# What you will do
Return the following paragraph about fan reaction to the Flash movie in full, with no changes.

# Text
/---

Literally none of this news was very reassuring to fans. Nothing above is any good for a film’s perception to audiences under normal circumstances, but here we have all this news coming to a fanbase that genuinely did not want this fucking movie. The DCEU was already divisive when the film was announced, and Miller’s portrayal of Barry doubly so; the fact it was adapting Flashpoint was seen as lazy and uninspired, not to mention its not really a story that lets Flash stand on his own merits, making it seem more like this movie was just an excuse to reboot; it was a multiverse story in a day and age with an abundance of such stories, and it was releasing around the same time as Across the Spider-Verse to boot; and Gunn’s reboot plans meant this story was likely a narrative dead end. This movie had an uphill battle the likes of which haven’t been seen since Sisyphus.

\---

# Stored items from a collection
/---

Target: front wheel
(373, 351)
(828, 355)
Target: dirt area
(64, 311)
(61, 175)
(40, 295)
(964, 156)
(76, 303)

\---

# Task output
Literally none of this news was very reassuring to fans. Nothing above is any good for a film’s perception to audiences under normal circumstances, but here we have all this news coming to a fanbase that genuinely did not want this fucking movie. The DCEU was already divisive when the film was announced, and Miller’s portrayal of Barry doubly so; the fact it was adapting Flashpoint was seen as lazy and uninspired, not to mention its not really a story that lets Flash stand on his own merits, making it seem more like this movie was just an excuse to reboot; it was a multiverse story in a day and age with an abundance of such stories, and it was releasing around the same time as Across the Spider-Verse to boot; and Gunn’s reboot plans meant this story was likely a narrative dead end. This movie had an uphill battle the likes of which haven’t been seen since Sisyphus.